Dataset excerpts on object pointing:
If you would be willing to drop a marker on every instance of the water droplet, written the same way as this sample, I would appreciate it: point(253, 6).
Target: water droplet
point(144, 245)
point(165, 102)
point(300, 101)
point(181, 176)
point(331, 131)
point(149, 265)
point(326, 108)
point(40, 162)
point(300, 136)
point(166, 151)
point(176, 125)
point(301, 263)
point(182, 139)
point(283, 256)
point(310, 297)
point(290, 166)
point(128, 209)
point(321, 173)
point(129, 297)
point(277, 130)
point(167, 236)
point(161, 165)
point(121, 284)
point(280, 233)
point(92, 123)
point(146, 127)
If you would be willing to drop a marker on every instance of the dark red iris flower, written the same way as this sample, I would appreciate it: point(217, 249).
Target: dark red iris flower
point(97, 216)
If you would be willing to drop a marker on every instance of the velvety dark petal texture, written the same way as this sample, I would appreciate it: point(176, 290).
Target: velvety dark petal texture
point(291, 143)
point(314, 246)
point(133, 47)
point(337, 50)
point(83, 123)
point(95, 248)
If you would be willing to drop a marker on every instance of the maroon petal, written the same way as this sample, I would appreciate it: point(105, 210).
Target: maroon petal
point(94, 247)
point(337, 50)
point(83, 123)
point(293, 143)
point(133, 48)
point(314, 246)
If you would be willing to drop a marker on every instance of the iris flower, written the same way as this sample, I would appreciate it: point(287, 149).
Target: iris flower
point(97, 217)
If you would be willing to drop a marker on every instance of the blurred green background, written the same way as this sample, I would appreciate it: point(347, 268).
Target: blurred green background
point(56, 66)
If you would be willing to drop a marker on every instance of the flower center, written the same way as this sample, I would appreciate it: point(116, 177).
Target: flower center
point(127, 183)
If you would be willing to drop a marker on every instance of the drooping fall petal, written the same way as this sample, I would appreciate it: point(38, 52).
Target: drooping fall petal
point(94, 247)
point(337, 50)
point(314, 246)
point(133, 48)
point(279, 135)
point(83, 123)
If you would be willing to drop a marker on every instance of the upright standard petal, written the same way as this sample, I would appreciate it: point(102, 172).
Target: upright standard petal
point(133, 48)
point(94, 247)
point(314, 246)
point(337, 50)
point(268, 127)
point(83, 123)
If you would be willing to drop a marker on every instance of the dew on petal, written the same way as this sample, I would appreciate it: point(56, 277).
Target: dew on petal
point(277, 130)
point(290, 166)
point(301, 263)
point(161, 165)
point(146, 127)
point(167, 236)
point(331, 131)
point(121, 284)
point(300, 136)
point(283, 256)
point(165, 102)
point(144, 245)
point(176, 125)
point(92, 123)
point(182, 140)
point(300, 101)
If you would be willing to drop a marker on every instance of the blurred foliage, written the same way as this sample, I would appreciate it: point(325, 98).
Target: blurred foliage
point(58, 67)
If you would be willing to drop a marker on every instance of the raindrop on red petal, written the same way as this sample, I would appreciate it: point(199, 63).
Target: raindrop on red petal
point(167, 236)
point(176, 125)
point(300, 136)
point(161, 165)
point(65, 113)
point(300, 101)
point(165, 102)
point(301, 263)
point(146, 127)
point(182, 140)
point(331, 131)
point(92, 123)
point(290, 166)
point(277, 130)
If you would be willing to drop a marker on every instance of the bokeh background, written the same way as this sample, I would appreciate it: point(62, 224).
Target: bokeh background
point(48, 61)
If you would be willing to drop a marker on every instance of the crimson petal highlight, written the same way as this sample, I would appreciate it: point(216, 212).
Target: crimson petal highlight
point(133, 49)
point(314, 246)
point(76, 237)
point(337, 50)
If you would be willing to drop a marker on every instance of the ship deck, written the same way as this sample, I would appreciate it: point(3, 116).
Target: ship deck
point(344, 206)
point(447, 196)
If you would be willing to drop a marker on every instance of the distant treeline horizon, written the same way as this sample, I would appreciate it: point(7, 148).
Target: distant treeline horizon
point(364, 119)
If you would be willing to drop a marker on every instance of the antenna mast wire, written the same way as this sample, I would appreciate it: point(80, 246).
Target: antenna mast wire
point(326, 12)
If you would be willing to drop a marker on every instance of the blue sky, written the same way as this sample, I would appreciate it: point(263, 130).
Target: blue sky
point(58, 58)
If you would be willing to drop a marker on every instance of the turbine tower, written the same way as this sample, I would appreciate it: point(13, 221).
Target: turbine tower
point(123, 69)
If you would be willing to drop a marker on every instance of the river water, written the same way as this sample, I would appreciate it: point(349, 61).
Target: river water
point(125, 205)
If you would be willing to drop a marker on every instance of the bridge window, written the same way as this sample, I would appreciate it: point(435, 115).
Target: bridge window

What this task involves: Lay out the rows from the one containing "it: point(349, 61)." through the end of the rows as a Markdown table with the columns "No." and "Line", numbering each line and omitting blank lines.

Task solution:
| No. | Line |
|---|---|
| 1 | If you would be willing to drop a marker on every instance of the river water, written the same way as this sample, I would appreciate it: point(349, 61). |
| 2 | Target: river water |
| 3 | point(125, 205) |
| 4 | If you would be willing to drop a marker on every instance of the bridge window, written the same way as this sample, I would appreciate it: point(435, 115). |
| 5 | Target: bridge window |